* _REQUIRED ACTION_
Where a line below holds the string "mailbox", copy that line.

* _EXTRACTED DATA_
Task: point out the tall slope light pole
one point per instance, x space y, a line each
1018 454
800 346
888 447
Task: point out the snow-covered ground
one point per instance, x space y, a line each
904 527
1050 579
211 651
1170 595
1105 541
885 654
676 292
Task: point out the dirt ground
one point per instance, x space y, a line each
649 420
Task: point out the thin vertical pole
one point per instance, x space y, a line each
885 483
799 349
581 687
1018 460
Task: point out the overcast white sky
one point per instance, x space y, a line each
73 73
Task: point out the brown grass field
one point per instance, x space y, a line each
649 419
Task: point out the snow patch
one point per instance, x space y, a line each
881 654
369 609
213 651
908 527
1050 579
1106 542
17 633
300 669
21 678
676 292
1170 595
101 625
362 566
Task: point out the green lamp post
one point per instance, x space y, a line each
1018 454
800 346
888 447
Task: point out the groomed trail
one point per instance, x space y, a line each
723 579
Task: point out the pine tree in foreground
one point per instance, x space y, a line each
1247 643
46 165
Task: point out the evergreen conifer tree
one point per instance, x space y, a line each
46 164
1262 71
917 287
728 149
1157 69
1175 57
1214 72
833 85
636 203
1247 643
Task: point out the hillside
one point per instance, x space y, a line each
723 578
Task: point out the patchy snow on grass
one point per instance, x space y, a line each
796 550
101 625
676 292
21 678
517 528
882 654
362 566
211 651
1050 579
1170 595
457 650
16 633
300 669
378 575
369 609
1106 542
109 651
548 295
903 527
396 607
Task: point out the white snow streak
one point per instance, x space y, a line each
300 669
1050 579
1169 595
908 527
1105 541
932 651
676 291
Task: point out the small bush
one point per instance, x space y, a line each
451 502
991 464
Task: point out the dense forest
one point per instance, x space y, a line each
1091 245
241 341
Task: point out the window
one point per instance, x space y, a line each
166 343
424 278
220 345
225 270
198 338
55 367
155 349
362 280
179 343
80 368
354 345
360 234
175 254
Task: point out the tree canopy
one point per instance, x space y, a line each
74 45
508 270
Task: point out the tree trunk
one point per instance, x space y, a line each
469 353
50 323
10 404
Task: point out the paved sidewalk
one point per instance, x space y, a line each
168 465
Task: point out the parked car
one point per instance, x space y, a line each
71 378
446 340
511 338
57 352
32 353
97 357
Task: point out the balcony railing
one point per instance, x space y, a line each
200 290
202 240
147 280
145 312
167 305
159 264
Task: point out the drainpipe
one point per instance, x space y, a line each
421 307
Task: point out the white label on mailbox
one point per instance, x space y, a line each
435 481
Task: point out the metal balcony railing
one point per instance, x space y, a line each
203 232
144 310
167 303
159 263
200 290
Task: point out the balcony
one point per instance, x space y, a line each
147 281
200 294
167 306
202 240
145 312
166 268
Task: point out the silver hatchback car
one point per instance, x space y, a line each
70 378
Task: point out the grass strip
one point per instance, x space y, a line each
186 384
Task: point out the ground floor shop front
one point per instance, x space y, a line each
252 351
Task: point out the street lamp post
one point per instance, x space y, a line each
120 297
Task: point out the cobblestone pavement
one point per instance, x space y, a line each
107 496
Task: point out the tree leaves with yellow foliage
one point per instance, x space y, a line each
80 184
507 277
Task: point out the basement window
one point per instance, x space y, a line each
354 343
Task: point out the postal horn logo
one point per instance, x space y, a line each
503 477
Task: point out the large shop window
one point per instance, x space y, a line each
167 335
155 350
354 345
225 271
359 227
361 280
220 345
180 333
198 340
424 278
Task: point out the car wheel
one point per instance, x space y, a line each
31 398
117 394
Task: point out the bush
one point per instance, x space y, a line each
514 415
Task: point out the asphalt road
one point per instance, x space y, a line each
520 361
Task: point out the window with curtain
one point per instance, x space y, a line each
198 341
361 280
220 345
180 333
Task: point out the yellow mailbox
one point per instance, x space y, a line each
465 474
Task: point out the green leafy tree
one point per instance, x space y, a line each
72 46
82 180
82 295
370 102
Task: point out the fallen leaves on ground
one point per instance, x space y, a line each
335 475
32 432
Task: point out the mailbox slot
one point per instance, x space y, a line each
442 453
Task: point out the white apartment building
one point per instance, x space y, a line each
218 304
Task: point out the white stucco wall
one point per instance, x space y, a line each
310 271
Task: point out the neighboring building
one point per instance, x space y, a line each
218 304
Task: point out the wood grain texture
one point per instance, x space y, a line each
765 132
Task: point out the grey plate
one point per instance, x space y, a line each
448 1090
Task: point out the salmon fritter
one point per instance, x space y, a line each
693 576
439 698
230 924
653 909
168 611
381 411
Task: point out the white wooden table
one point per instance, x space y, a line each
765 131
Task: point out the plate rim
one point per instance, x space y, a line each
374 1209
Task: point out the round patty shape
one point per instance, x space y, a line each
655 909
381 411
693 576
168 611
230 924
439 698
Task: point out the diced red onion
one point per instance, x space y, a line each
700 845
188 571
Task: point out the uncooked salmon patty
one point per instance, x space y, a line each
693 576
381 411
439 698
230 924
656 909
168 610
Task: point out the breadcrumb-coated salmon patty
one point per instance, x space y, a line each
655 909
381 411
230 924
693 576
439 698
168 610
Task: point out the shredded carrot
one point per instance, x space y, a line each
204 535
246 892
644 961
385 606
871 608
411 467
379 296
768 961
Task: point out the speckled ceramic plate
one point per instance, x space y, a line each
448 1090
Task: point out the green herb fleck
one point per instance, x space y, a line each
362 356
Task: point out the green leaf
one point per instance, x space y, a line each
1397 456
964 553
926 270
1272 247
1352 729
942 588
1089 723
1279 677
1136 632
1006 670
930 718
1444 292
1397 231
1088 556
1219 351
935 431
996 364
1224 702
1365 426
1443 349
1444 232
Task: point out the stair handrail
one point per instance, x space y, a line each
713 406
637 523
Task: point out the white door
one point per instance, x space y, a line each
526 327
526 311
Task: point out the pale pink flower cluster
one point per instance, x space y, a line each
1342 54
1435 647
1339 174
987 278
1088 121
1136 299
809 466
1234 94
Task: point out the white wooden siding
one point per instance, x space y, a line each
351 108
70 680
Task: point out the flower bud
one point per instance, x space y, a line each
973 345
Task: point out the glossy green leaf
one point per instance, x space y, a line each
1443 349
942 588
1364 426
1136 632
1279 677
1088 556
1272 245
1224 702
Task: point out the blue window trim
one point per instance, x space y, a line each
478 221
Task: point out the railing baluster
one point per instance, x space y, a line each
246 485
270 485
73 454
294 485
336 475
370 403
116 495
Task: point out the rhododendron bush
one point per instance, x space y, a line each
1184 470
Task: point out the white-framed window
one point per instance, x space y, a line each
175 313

* _REPLY_
Task: point out the white label on mailbox
Task: point out the yellow mailbox
Task: point out the mailbox slot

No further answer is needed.